-------- Material for this task
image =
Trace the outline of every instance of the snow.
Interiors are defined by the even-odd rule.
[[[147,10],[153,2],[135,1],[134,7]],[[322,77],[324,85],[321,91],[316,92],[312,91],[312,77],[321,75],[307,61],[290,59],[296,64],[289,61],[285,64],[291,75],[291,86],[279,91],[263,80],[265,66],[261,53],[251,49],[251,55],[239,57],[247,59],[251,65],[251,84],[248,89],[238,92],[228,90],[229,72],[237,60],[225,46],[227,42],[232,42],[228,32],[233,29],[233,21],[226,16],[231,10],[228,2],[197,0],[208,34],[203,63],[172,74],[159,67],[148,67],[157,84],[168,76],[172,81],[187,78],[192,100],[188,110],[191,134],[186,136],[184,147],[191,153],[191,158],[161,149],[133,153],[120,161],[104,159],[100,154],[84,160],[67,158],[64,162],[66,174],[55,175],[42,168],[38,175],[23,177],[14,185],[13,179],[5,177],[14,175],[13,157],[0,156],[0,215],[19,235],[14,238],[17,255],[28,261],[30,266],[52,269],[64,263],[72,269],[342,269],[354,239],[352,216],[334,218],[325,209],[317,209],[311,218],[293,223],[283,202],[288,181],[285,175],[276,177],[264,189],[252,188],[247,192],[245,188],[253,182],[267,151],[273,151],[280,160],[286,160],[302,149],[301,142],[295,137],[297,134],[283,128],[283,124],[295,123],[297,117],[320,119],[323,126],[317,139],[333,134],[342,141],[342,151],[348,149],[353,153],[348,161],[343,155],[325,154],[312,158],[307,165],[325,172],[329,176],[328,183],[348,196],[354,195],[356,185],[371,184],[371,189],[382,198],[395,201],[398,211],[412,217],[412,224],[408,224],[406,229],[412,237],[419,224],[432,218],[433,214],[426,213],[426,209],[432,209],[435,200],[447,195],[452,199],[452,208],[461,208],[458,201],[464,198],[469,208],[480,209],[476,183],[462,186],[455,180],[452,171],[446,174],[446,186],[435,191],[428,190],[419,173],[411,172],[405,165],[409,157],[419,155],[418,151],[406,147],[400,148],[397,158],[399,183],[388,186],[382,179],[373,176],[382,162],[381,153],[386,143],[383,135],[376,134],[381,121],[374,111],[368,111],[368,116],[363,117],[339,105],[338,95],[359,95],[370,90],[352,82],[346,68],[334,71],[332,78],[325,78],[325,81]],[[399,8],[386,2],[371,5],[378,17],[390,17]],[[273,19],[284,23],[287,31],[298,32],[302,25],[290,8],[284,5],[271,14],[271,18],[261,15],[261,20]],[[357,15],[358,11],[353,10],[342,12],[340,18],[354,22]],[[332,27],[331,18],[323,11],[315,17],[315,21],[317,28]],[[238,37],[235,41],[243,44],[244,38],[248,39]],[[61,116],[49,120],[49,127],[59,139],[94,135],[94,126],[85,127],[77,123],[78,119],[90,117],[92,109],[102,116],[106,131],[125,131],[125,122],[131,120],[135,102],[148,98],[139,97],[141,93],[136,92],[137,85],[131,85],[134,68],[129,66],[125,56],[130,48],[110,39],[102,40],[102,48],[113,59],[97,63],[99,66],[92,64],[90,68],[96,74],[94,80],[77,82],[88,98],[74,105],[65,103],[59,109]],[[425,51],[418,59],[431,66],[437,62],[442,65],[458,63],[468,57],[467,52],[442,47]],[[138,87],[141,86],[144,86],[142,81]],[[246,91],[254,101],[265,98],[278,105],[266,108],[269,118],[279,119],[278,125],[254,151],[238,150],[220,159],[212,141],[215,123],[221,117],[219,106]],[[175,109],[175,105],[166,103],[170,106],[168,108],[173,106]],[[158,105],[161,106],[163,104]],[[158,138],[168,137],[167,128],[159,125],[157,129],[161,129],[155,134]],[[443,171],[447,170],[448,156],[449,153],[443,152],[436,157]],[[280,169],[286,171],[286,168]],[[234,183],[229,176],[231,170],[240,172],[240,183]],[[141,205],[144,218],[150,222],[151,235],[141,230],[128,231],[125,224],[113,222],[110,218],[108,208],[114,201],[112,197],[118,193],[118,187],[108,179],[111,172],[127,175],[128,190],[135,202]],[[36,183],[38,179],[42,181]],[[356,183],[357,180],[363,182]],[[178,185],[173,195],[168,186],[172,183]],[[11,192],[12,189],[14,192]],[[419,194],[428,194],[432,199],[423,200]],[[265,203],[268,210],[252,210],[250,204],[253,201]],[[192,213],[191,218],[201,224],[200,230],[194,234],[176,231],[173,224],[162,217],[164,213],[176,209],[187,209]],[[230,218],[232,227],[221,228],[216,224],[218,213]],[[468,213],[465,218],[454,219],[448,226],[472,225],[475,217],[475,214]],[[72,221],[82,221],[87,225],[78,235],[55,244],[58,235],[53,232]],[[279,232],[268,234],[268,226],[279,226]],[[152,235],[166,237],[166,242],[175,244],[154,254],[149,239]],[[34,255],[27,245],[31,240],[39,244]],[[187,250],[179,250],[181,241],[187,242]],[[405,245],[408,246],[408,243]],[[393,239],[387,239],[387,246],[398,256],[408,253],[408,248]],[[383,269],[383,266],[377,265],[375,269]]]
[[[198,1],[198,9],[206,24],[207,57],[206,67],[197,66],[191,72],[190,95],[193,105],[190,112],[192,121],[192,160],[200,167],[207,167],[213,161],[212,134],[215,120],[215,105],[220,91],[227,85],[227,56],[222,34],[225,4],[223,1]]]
----------------
What is needed is an exact copy of every entry.

- **Output for this exercise**:
image =
Trace the outline of every instance of the snow.
Interiors are defined by the even-odd rule.
[[[147,10],[153,2],[135,1],[134,7]],[[322,77],[324,85],[321,91],[316,92],[312,91],[312,77],[321,75],[307,61],[290,59],[296,64],[289,61],[285,64],[291,75],[291,86],[279,91],[263,80],[265,66],[261,53],[251,49],[251,55],[239,57],[247,59],[251,65],[251,84],[248,89],[238,92],[228,90],[229,72],[237,60],[225,46],[227,42],[232,42],[228,32],[233,29],[233,21],[226,16],[231,10],[228,2],[197,0],[208,34],[203,63],[172,74],[159,67],[148,67],[157,84],[168,76],[172,81],[187,78],[192,100],[188,110],[191,134],[186,136],[184,147],[191,153],[191,158],[161,149],[133,153],[120,161],[104,159],[100,154],[84,160],[67,158],[64,162],[66,174],[55,175],[42,168],[38,175],[23,177],[14,185],[13,179],[5,177],[14,175],[13,157],[0,156],[0,215],[19,235],[14,238],[17,255],[28,261],[30,266],[52,269],[64,263],[72,269],[342,269],[354,239],[352,216],[334,218],[325,209],[317,209],[311,218],[293,223],[283,202],[288,181],[285,175],[276,177],[264,189],[252,188],[247,192],[245,188],[253,182],[267,151],[273,151],[280,160],[286,160],[302,149],[301,142],[295,137],[297,134],[283,128],[283,124],[295,123],[297,117],[320,119],[323,126],[317,139],[333,134],[342,141],[342,151],[348,149],[353,153],[348,161],[343,155],[325,154],[312,158],[307,165],[325,172],[329,176],[328,183],[348,196],[354,195],[356,185],[371,184],[371,189],[382,198],[395,201],[398,211],[412,217],[412,224],[408,224],[406,229],[412,237],[419,224],[432,218],[433,214],[426,213],[426,209],[432,209],[435,200],[447,195],[452,199],[452,208],[461,208],[458,201],[464,198],[469,208],[480,209],[476,183],[462,186],[455,180],[452,171],[446,174],[446,186],[435,191],[428,190],[419,173],[411,172],[405,165],[409,157],[419,155],[418,151],[406,147],[400,148],[397,158],[399,183],[388,186],[382,179],[373,176],[382,162],[381,153],[386,143],[383,135],[376,134],[381,121],[374,111],[368,111],[368,116],[363,117],[339,105],[338,95],[359,95],[370,90],[352,82],[346,68],[334,71],[332,78],[325,78],[325,81]],[[399,8],[386,2],[371,5],[378,17],[390,17]],[[273,19],[284,23],[287,31],[298,32],[302,25],[290,8],[284,5],[271,14],[271,18],[261,15],[261,20]],[[357,15],[358,11],[353,10],[342,12],[340,18],[354,22]],[[332,27],[331,18],[323,11],[315,17],[315,21],[317,28]],[[238,37],[235,41],[243,44],[244,38],[248,39]],[[61,116],[49,120],[49,127],[59,139],[94,135],[94,126],[85,127],[77,123],[78,119],[90,117],[92,109],[102,116],[106,131],[125,131],[125,122],[131,120],[135,102],[148,98],[139,97],[141,93],[136,92],[137,85],[131,85],[134,68],[129,66],[125,56],[130,48],[110,39],[102,40],[102,48],[113,59],[97,63],[99,66],[92,64],[90,68],[96,74],[94,80],[77,82],[88,98],[74,105],[65,103],[59,109]],[[425,51],[418,59],[431,66],[437,62],[442,65],[458,63],[468,57],[467,52],[442,47]],[[138,87],[141,86],[144,86],[142,81]],[[246,91],[254,101],[265,98],[278,105],[266,108],[269,118],[279,119],[278,125],[254,151],[238,150],[220,159],[212,141],[215,123],[221,117],[219,106]],[[175,109],[175,105],[166,103],[170,106],[168,108],[173,106]],[[158,105],[161,106],[163,104]],[[158,138],[168,137],[167,128],[159,125],[157,129],[161,129],[155,134]],[[443,171],[447,170],[448,156],[449,153],[443,152],[436,157]],[[280,169],[286,171],[286,168]],[[234,183],[229,176],[231,170],[240,172],[240,183]],[[141,205],[144,218],[150,222],[151,235],[141,230],[128,231],[125,224],[113,222],[110,218],[108,208],[114,201],[112,197],[118,193],[118,187],[108,179],[111,172],[127,175],[128,190],[135,202]],[[36,183],[38,179],[42,181]],[[356,183],[357,180],[363,182]],[[178,185],[173,195],[168,186],[172,183]],[[11,192],[12,189],[14,192]],[[419,194],[428,194],[432,199],[423,200]],[[265,203],[268,210],[252,210],[250,204],[253,201]],[[192,213],[191,218],[201,224],[200,230],[194,234],[176,231],[173,224],[162,217],[164,213],[176,209],[187,209]],[[230,218],[232,227],[221,228],[216,224],[218,213]],[[468,213],[465,218],[454,219],[448,226],[472,225],[475,217],[475,214]],[[72,221],[82,221],[87,225],[78,235],[55,244],[58,235],[53,232]],[[279,232],[268,234],[268,226],[279,226]],[[152,235],[166,237],[166,242],[175,244],[154,254],[149,239]],[[34,255],[27,245],[31,240],[39,244]],[[187,250],[179,250],[181,241],[187,242]],[[405,245],[408,246],[408,243]],[[393,239],[387,239],[387,246],[398,256],[408,253],[408,248]],[[383,269],[383,266],[377,265],[375,269]]]
[[[198,1],[198,9],[206,24],[207,57],[206,67],[197,66],[191,72],[190,95],[193,105],[190,112],[192,121],[192,160],[200,167],[207,167],[213,161],[212,134],[215,120],[215,105],[220,91],[227,85],[227,56],[222,34],[225,4],[223,1]]]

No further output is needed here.